▸ TASK DESCRIPTION: Each entry needs to be copied exactly, with nothing left out.

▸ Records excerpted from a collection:

********************

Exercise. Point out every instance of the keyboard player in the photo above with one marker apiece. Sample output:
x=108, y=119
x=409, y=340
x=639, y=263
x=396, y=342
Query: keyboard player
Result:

********************

▸ RESPONSE AREA:
Exercise. Point out every instance of the keyboard player in the photo above with one marker apiece. Sample output:
x=108, y=119
x=409, y=340
x=639, y=263
x=396, y=342
Query: keyboard player
Result:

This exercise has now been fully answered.